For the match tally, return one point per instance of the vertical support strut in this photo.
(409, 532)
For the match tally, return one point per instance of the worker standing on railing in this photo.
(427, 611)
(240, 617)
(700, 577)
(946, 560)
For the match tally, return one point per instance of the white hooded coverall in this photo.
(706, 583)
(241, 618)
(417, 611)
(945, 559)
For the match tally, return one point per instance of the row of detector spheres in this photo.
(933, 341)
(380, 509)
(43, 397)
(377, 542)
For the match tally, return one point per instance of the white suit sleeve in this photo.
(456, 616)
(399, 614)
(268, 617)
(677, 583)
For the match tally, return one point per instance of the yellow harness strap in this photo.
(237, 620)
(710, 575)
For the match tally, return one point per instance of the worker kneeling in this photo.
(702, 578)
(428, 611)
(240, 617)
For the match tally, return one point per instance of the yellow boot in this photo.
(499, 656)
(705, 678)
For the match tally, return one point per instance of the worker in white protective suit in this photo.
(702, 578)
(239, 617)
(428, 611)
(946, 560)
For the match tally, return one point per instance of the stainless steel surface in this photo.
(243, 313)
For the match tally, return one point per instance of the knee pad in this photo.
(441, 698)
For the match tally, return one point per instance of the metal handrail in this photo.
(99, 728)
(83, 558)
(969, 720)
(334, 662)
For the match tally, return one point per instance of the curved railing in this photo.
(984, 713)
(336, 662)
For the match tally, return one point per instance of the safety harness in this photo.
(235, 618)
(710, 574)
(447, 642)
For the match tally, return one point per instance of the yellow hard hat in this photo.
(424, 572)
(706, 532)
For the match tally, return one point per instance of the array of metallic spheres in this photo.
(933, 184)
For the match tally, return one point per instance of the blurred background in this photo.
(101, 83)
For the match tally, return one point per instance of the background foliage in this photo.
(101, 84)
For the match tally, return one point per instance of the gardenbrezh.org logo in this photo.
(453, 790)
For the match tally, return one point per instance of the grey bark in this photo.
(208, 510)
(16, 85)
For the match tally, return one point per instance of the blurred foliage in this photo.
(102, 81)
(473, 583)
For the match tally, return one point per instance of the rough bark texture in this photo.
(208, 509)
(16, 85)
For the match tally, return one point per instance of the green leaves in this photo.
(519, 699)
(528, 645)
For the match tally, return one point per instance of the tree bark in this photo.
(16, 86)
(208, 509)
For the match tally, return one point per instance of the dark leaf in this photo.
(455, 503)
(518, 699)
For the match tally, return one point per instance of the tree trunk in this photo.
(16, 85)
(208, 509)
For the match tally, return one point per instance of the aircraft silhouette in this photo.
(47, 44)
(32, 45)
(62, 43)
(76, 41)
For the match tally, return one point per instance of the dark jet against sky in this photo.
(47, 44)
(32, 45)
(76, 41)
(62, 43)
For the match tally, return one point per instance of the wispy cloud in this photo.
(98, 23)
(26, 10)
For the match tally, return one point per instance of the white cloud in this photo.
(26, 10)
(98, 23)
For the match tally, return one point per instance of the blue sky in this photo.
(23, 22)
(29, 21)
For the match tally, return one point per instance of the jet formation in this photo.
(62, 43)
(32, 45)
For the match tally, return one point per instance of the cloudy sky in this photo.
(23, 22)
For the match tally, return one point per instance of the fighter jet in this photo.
- - - -
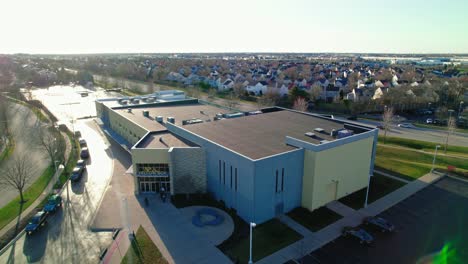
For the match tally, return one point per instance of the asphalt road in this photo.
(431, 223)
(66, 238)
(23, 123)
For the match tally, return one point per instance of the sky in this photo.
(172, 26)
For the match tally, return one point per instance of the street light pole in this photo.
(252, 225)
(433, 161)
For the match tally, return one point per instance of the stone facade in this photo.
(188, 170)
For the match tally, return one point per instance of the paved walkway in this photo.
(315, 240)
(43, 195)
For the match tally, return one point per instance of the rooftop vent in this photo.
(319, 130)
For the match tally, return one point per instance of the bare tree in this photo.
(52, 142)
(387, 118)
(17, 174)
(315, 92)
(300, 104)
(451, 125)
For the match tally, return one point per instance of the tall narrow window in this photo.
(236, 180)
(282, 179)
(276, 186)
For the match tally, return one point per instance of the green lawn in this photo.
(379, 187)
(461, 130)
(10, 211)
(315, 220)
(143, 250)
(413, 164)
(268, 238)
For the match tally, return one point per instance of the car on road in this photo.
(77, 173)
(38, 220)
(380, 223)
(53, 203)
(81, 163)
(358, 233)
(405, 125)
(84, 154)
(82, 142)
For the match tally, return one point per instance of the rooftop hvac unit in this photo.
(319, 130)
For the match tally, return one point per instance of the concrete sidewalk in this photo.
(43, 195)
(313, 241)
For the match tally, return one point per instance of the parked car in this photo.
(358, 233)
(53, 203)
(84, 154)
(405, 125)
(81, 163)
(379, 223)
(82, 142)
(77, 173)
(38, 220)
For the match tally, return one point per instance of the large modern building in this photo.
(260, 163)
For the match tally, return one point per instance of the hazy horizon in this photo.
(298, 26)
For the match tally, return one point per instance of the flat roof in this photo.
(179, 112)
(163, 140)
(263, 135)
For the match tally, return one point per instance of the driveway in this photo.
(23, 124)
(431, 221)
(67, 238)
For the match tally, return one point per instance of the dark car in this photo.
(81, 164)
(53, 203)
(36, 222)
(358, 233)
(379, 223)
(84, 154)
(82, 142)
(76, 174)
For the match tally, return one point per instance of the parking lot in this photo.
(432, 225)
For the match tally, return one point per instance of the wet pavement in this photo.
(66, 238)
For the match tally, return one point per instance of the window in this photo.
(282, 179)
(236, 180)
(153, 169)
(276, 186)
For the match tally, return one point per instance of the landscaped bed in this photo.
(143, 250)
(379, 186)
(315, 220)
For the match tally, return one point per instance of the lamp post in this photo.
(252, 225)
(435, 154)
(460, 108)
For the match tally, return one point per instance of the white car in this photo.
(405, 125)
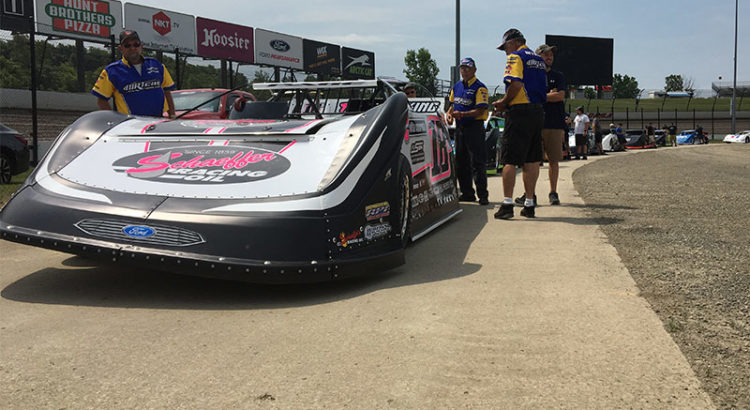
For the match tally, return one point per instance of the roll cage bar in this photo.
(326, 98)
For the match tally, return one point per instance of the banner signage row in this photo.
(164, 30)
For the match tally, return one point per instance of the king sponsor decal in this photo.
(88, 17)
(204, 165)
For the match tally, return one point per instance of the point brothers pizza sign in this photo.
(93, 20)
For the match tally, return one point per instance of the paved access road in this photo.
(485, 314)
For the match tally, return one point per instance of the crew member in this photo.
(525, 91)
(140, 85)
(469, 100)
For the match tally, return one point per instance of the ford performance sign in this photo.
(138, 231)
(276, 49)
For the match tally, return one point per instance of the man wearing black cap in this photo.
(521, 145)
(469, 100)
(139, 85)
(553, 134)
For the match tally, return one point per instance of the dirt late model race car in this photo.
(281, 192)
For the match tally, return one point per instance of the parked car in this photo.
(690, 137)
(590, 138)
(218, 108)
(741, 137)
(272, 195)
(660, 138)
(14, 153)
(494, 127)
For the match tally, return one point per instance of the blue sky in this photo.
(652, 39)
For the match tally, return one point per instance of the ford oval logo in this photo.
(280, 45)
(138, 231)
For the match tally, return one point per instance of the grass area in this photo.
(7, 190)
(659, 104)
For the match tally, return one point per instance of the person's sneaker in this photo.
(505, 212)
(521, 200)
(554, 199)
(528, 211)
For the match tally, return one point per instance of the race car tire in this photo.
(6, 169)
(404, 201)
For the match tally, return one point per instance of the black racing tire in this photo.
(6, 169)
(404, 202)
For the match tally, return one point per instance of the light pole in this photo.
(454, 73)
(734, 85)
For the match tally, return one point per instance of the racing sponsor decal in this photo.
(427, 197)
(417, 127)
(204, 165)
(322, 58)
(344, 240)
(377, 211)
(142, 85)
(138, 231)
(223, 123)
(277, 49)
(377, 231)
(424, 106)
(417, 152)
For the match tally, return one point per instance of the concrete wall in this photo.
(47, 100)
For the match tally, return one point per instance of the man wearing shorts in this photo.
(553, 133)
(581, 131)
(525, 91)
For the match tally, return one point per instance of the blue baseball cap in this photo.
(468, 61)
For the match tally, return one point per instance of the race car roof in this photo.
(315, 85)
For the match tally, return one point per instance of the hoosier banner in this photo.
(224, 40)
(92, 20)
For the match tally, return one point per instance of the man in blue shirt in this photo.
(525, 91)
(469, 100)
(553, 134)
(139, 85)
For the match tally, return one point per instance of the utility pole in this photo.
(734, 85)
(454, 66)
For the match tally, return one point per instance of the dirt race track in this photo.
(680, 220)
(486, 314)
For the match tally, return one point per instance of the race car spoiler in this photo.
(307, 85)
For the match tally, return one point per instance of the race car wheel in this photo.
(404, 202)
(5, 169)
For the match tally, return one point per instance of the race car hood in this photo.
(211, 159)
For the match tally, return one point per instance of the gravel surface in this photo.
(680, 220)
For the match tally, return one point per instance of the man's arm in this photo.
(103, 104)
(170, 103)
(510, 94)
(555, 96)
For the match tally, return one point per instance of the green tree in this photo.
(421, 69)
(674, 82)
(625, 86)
- - - -
* _WRITTEN REQUEST_:
Pull out every line in the entries above that contains the word "railing", and copy each line in full.

* _ANSWER_:
For the match tally, return one point per instance of the worker standing on railing in this photo.
For the match tally, return one point per instance of the curved railing in this photo.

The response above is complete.